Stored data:
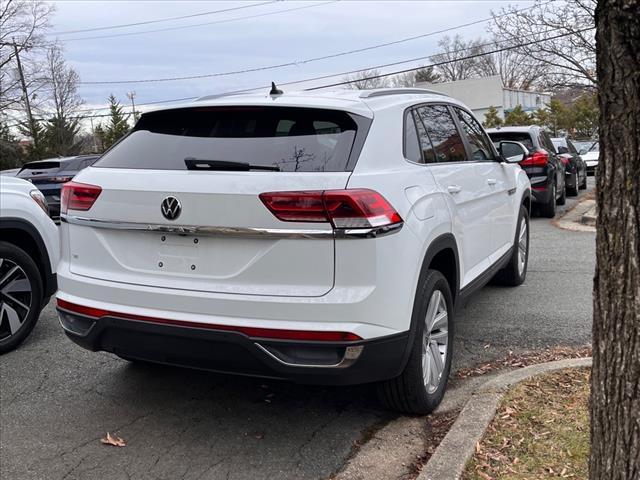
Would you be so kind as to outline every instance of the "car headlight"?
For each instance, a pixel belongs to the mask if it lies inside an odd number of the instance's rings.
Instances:
[[[44,213],[49,216],[49,205],[47,205],[47,200],[46,198],[44,198],[42,192],[38,189],[35,189],[31,190],[29,192],[29,195],[31,196],[31,198],[33,198],[33,201],[36,202],[38,206],[44,211]]]

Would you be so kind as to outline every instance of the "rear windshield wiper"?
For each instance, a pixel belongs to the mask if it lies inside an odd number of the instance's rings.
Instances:
[[[201,160],[193,157],[185,158],[184,164],[187,166],[187,170],[226,170],[230,172],[248,172],[249,170],[280,171],[280,167],[269,165],[251,165],[246,162],[229,162],[226,160]]]

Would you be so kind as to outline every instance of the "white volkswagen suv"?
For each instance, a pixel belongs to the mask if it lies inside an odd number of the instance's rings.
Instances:
[[[145,113],[62,194],[58,310],[128,360],[440,402],[455,308],[524,281],[530,187],[459,102],[381,89]]]

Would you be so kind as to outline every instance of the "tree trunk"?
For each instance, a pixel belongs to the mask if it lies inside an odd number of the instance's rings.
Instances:
[[[592,480],[640,479],[640,0],[599,0]]]

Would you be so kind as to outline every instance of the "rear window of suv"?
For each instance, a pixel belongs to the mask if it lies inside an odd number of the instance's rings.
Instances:
[[[358,131],[355,117],[337,110],[292,107],[151,112],[94,166],[186,170],[185,158],[195,158],[285,172],[343,172]]]
[[[526,132],[491,132],[489,136],[495,145],[500,142],[520,142],[527,147],[528,150],[535,150],[531,135]]]

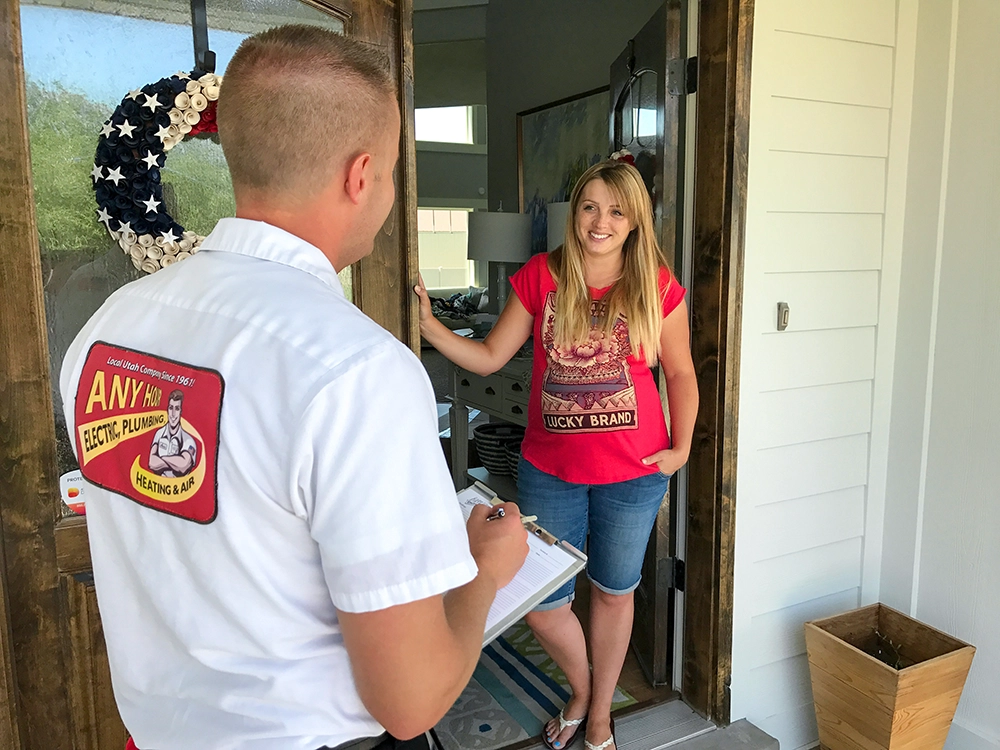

Work to be completed: A verbatim copy of the records above, without pictures, is required.

Answer to this exercise:
Would you be so kind as to outline every instance of the "car headlight"?
For each instance, a pixel belongs to the mask if it lies inside an odd number of the instance's rings.
Instances:
[[[44,213],[49,216],[49,205],[47,205],[47,200],[46,198],[44,198],[42,192],[38,189],[35,189],[31,190],[29,192],[29,195],[31,196],[31,198],[33,198],[33,201],[36,202],[38,206],[44,211]]]

Would you be so kind as to outline every instance of the "rear windshield wiper"?
For each instance, a pixel belongs to the mask if it lies inside an odd number of the instance's rings.
Instances:
[[[201,160],[193,157],[185,158],[184,164],[187,166],[187,170],[226,170],[230,172],[248,172],[249,170],[280,171],[280,167],[269,165],[251,165],[246,162],[229,162],[226,160]]]

Would you be so kind as to outline every instance of the "white volkswagen suv"?
For each instance, a pixel belongs to the mask if it lies inside an odd number of the instance's rings.
Instances:
[[[145,113],[62,194],[58,310],[128,360],[440,402],[455,308],[524,281],[530,187],[459,102],[381,89]]]

Would you be so kind as to outline every instance of the "tree trunk"?
For each instance, a pixel belongs to the mask if it lies inside an odd number of the instance's rings.
Instances:
[[[592,480],[640,479],[640,0],[599,0]]]

Would you be so kind as to outline every instance of the "rear window of suv"?
For each instance, a pixel belongs to the mask if it lies inside an odd number of the instance's rings.
Instances:
[[[358,131],[355,117],[337,110],[292,107],[151,112],[94,166],[186,170],[185,158],[195,158],[285,172],[343,172]]]
[[[526,132],[491,132],[489,136],[495,145],[500,142],[520,142],[527,147],[528,150],[535,150],[531,135]]]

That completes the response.